Polynomial Regression
The theory, math and how to calculate polynomial regression.
An Algorithm for Polynomial Regression
We wish to find a polynomial function that gives the best fit to a sample of data. We will consider polynomials of degree n, where n is in the range of 1 to 5. In other words we will develop techniques that fit linear, quadratic, cubic, quartic and quintic regressions. In fact, this technique will work for any order polynomial.
$f(x)=\alpha_0+\alpha_1x+\alpha_2x^2+\alpha_3x^3+…+\alpha_nx^n$ where $1\le n\le5$
The function will only approximate the value that we have in our sample data and consequently there will be a residual error $e$.
$y_i=f(x_i)+e_i$
Let us consider the set of sample observations $(x_i, y_i)$ where $i \in I$.

-*-*-

▶ **Instruction A**:
Using the polynomial regression text, explain in one to three sentences why the model includes a residual error term.
▶ **Instruction B**:
Translate this sentence from the polynomial regression text into Spanish: "In fact, this technique will work for any order polynomial."
▶ **Instruction C**:
Reproduce word for word the part of the polynomial regression text between "An Algorithm for" and "residual error $e$.", inclusive.
The items come from a separate source unrelated to the polynomial regression text.

-*-*-

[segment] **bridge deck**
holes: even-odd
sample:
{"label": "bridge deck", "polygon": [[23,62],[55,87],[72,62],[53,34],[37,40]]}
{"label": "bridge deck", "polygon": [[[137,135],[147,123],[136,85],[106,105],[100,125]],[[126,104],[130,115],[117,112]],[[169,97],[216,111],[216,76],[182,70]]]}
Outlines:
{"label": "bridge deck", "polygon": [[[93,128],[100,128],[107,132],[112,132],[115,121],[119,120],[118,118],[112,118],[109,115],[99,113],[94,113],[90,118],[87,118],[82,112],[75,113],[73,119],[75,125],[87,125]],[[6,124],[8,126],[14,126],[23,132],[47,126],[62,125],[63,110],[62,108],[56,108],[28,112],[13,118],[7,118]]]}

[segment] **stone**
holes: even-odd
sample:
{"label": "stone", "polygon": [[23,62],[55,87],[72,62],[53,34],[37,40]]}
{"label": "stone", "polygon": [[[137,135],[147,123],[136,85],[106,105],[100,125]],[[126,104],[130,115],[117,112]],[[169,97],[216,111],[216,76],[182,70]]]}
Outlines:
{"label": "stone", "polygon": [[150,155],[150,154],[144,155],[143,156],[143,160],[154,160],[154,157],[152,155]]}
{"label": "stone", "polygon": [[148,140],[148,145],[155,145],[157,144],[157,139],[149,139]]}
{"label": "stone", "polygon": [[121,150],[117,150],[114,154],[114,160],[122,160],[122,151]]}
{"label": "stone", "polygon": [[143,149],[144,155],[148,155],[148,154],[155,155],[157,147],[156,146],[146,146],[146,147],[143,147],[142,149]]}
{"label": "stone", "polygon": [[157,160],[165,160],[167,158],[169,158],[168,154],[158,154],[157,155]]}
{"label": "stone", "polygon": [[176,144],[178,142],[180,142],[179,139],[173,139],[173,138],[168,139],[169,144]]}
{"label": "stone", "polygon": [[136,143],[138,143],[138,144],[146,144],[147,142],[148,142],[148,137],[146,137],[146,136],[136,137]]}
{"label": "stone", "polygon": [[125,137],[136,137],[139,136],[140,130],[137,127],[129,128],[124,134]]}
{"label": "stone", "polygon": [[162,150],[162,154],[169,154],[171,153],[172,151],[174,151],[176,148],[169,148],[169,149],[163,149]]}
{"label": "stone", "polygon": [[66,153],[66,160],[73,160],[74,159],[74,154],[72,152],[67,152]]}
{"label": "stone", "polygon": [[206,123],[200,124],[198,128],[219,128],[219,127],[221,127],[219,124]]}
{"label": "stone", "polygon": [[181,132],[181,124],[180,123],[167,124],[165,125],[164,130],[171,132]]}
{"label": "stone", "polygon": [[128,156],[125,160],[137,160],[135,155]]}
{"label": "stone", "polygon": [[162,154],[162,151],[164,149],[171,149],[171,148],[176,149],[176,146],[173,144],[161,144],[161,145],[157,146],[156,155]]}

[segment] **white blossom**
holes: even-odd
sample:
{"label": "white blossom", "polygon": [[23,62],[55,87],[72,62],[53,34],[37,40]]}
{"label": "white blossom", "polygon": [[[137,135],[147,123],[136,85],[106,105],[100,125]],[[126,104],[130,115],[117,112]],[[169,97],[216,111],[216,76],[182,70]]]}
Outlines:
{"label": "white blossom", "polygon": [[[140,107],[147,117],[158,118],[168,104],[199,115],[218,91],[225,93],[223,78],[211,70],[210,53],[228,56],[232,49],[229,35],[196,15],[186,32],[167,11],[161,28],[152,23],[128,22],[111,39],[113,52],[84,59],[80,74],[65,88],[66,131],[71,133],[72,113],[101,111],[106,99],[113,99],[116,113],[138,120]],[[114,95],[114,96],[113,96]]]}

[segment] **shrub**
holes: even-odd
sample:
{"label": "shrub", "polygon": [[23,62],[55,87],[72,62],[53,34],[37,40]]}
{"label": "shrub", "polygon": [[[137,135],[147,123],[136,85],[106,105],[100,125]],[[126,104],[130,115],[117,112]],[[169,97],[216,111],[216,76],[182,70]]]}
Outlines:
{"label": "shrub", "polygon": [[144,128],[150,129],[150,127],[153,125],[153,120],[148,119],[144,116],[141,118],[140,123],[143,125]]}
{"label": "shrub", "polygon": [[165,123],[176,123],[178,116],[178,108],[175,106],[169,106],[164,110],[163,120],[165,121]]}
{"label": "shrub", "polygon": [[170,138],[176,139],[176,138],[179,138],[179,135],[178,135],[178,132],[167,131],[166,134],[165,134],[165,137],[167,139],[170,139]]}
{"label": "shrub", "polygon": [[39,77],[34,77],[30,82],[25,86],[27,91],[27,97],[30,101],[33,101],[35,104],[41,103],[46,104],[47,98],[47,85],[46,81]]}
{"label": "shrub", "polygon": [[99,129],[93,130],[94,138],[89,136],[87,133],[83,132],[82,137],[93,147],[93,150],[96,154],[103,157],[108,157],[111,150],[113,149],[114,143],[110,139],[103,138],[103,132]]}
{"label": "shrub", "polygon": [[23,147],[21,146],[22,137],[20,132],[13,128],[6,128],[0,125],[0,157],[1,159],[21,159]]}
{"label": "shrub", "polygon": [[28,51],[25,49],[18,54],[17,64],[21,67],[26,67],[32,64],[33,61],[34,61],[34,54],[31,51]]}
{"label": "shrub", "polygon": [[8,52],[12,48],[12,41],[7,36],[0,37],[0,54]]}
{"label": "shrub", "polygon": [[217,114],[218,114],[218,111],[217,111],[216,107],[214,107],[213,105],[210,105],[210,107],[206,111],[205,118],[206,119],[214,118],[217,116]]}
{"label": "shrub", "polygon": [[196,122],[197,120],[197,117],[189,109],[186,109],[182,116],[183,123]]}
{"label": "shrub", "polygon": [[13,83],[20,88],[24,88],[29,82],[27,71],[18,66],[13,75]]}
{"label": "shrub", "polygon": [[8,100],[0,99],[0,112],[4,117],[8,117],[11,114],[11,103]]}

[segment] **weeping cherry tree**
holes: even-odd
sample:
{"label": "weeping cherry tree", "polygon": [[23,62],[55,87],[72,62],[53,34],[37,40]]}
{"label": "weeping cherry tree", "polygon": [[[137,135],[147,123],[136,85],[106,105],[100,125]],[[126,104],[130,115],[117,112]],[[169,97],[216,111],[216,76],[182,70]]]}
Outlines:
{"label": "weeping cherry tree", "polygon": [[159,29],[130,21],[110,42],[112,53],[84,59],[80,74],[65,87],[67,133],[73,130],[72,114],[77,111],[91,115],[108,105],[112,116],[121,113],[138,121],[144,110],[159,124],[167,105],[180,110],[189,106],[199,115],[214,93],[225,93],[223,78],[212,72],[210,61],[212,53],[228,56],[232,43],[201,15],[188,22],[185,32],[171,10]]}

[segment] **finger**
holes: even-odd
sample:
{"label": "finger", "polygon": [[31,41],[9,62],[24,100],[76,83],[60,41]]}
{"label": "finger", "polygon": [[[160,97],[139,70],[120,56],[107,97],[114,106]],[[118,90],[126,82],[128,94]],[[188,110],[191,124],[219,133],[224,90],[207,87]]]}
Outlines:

-*-*-

▶ **Written answer A**:
The polynomial function will only approximate the values in the sample data. As a result, each observation differs from the function's value by a residual error e, giving y_i = f(x_i) + e_i.

▶ **Written answer B**:
De hecho, esta técnica funcionará para un polinomio de cualquier orden.

▶ **Written answer C**:
An Algorithm for Polynomial Regression
We wish to find a polynomial function that gives the best fit to a sample of data. We will consider polynomials of degree n, where n is in the range of 1 to 5. In other words we will develop techniques that fit linear, quadratic, cubic, quartic and quintic regressions. In fact, this technique will work for any order polynomial.
$f(x)=\alpha_0+\alpha_1x+\alpha_2x^2+\alpha_3x^3+…+\alpha_nx^n$ where $1\le n\le5$
The function will only approximate the value that we have in our sample data and consequently there will be a residual error $e$.